Objectifs:
1. Répondez aux questions suivantes d'après le texte sur Fukushima :
(a) Quels sont les trois auteurs qui proposent des clés de lecture plus sombres de cette catastrophe ?
(b) D'où le gouvernement japonais imagine-t-il faire partir la flamme olympique ?
(c) Quelle quantité d'eau contaminée s'écoule chaque jour dans l'océan ?
2. Reproduisez le passage du texte sur Fukushima commençant par « À en croire » et se terminant par « de l’énergie atomique. ».

Texte proposé:
▽

Fukushima nous a fait entrer dans l’ère du « capitalisme apocalyptique »

À en croire les partisans du nucléaire, tout va désormais bien à Fukushima et l’avenir de l’énergie atomique serait dégagé. À rebours de l’entreprise de normalisation du désastre et de sa rentabilisation capitaliste, trois auteurs — Sabu Kosho, Cécile Asanuma-Brice et Thierry Ribault — proposent des clés de lecture plus sombres de cette catastrophe nucléaire.

Une décennie après Fukushima, les gouvernants et les autorités nucléaires voudraient nous faire croire que « l’incident » est clos et que la situation est désormais sous contrôle. La catastrophe, qui a entraîné l’exode de centaines de milliers des personnes et contaminé un pan entier du Japon, serait maintenant derrière nous, comme un lointain souvenir, assurent-ils. Elle ne saurait troubler la marche en avant du progrès ni remettre en cause l’avenir de l’énergie atomique.

Aujourd’hui, on se doit d’être optimiste, rassurant. En France, l’Institut de radioprotection et de sûreté nucléaire (IRSN) vante dans son magazine de février, « les avancées mises en place depuis l’accident ». L’Agence internationale de l’énergie atomique (AIEA) plaide pour le retour des populations et certains nucléaristes entrevoient même l’occasion favorable de « créer un nouvel humanisme grâce à Fukushima ».

La catastrophe a perdu son caractère exceptionnel. Elle s’est normalisée, comme si elle n’avait finalement été qu’un détail de l’Histoire. Le Japon prépare les Jeux olympiques pour l’été prochain. Son gouvernement imagine même faire partir la flamme olympique de l’ancienne centrale nucléaire, où croupissent encore des tonnes de déchets radioactifs et où s’affolent les dosimètres. Entendez bien, le désastre est géré. La population ne doit pas s’inquiéter. Ou, plutôt, elle ne doit surtout pas se révolter.

« C’est l’un des plus grands désastres industriels de l’anthropocène »

Alors que l’anniversaire de Fukushima se profilait, trois livres — Fukushima, dix ans après de Cécile Asanuma-Brice ; Contre la résilience de Thierry Ribault et Radiations et révolution de Sabu Kosho — viennent battre en brèche ce discours. Parus début mars, ils rappellent le caractère insoluble et terrifiant de cette catastrophe qui, malgré les dires de la filière, reste encore largement non maîtrisée. 300 tonnes d’eau contaminée s’écoulent chaque jour dans l’océan. 170.000 tonnes de déchets radioactifs générés par l’accident sont disséminées dans tout le Japon. Depuis 2011, on estime que près de 10 millions de personnes sont à la merci d’une exposition quotidienne au rayonnement ionisant. Au total, plus de 170.000 personnes ont été déplacées. On compte officiellement 2.267 morts liés directement ou indirectement à l’évacuation qui a suivi la débâcle nucléaire.

△

Enregistrements de données:
▽

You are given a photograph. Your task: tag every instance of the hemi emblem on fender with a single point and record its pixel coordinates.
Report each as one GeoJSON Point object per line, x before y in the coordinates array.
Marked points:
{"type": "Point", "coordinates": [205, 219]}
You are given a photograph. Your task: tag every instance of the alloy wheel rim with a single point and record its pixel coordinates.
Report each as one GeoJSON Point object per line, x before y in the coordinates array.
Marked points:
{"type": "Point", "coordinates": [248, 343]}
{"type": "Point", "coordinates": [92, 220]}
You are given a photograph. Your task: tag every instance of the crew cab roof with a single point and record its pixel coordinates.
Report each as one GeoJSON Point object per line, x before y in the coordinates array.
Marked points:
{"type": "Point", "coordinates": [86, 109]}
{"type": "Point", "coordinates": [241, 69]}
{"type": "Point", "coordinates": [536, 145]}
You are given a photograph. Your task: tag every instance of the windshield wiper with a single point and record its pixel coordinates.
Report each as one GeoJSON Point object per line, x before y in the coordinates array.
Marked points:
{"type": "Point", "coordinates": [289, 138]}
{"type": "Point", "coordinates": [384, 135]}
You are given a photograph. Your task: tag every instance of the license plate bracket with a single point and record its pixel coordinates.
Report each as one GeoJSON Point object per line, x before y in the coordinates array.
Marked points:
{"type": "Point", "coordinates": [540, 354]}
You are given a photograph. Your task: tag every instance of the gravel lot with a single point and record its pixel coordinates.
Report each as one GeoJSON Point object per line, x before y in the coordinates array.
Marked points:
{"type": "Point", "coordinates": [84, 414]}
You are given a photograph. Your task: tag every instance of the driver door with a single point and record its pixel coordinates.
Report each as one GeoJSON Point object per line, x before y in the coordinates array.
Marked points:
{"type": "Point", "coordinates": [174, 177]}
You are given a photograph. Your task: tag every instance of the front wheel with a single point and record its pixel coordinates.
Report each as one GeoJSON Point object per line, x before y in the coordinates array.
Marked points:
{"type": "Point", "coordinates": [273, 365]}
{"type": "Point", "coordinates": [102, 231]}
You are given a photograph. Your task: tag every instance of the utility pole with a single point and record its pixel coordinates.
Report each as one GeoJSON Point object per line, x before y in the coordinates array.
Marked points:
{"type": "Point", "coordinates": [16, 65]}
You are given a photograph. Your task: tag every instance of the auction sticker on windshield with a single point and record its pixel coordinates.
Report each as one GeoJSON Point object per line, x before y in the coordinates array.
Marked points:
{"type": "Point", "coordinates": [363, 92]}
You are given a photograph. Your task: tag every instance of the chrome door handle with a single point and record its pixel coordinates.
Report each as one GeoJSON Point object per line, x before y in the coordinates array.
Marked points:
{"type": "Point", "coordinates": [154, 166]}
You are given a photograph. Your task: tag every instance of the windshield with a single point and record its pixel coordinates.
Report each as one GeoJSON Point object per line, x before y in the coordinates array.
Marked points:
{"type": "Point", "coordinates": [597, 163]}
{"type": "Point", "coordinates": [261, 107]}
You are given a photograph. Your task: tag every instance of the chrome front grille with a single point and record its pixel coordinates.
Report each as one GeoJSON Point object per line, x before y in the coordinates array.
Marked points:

△

Solutions proposées:
1.
(a) Sabu Kosho, Cécile Asanuma-Brice et Thierry Ribault.
(b) De l'ancienne centrale nucléaire.
(c) 300 tonnes.

2.
À en croire les partisans du nucléaire, tout va désormais bien à Fukushima et l’avenir de l’énergie atomique serait dégagé. À rebours de l’entreprise de normalisation du désastre et de sa rentabilisation capitaliste, trois auteurs — Sabu Kosho, Cécile Asanuma-Brice et Thierry Ribault — proposent des clés de lecture plus sombres de cette catastrophe nucléaire.

Une décennie après Fukushima, les gouvernants et les autorités nucléaires voudraient nous faire croire que « l’incident » est clos et que la situation est désormais sous contrôle. La catastrophe, qui a entraîné l’exode de centaines de milliers des personnes et contaminé un pan entier du Japon, serait maintenant derrière nous, comme un lointain souvenir, assurent-ils. Elle ne saurait troubler la marche en avant du progrès ni remettre en cause l’avenir de l’énergie atomique.